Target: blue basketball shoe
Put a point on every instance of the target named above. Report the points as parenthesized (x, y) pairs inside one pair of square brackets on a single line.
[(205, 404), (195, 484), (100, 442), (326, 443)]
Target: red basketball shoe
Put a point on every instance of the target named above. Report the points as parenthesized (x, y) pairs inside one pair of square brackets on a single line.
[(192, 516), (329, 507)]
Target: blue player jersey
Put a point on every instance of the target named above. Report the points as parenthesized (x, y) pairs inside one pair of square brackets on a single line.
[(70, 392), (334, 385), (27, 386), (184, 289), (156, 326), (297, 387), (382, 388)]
* * *
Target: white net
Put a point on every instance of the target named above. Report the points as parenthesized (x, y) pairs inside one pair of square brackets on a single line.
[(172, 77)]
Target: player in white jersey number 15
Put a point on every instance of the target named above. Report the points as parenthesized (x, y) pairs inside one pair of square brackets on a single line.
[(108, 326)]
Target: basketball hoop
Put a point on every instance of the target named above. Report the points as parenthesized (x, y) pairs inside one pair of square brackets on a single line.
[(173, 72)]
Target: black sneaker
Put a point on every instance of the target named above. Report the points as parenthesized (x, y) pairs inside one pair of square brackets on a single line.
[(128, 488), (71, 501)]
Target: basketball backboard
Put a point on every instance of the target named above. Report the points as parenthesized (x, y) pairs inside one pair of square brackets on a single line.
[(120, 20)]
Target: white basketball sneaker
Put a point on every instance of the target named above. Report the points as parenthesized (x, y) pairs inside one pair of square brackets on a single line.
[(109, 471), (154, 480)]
...
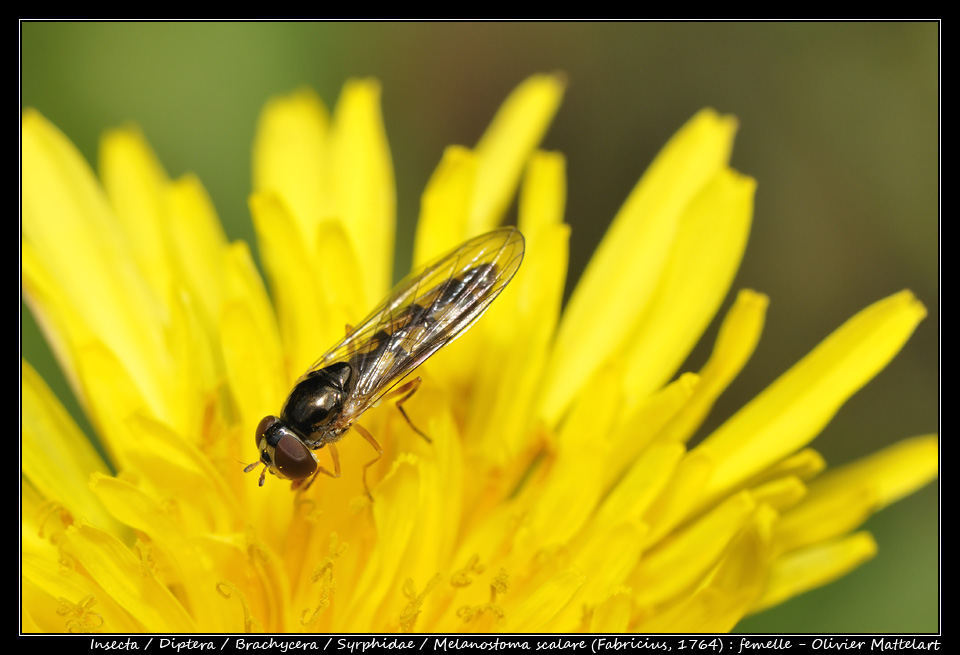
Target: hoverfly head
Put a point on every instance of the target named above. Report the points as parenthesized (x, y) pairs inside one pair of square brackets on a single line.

EXERCISE PROMPT:
What you return should be exactly the lines above, starting at the one with "Target: blue basketball shoe" and ending at the one with "Target: red basketball shoe", and nothing else.

THE COMPLETED TASK:
Target: blue basketball shoe
Put a point on every instance of the target named above. Report the points as parenthesized (x, y) pairs inside one pair of square brackets on a single line.
[(205, 404), (195, 484), (100, 442), (326, 443)]
Target: red basketball shoe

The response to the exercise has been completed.